Stored data entries:

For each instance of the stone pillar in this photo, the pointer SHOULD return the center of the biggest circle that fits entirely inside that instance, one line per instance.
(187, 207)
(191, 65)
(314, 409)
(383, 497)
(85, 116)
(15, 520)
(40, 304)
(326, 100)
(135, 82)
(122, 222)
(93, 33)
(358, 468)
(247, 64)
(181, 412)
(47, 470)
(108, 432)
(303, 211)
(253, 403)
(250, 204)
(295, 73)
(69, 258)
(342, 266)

**How to complete this task**
An exact transcript of all the records is the expected result.

**Expected answer**
For each instance of the stone pillar in this photo, the pointer SHOULD return the center of the biggest circle that fits entirely inside that instance, one line per instance.
(187, 207)
(191, 65)
(314, 409)
(383, 497)
(85, 116)
(15, 520)
(40, 304)
(326, 100)
(135, 82)
(122, 222)
(93, 33)
(358, 468)
(247, 64)
(181, 412)
(47, 470)
(108, 432)
(303, 211)
(253, 403)
(250, 204)
(295, 73)
(69, 258)
(342, 266)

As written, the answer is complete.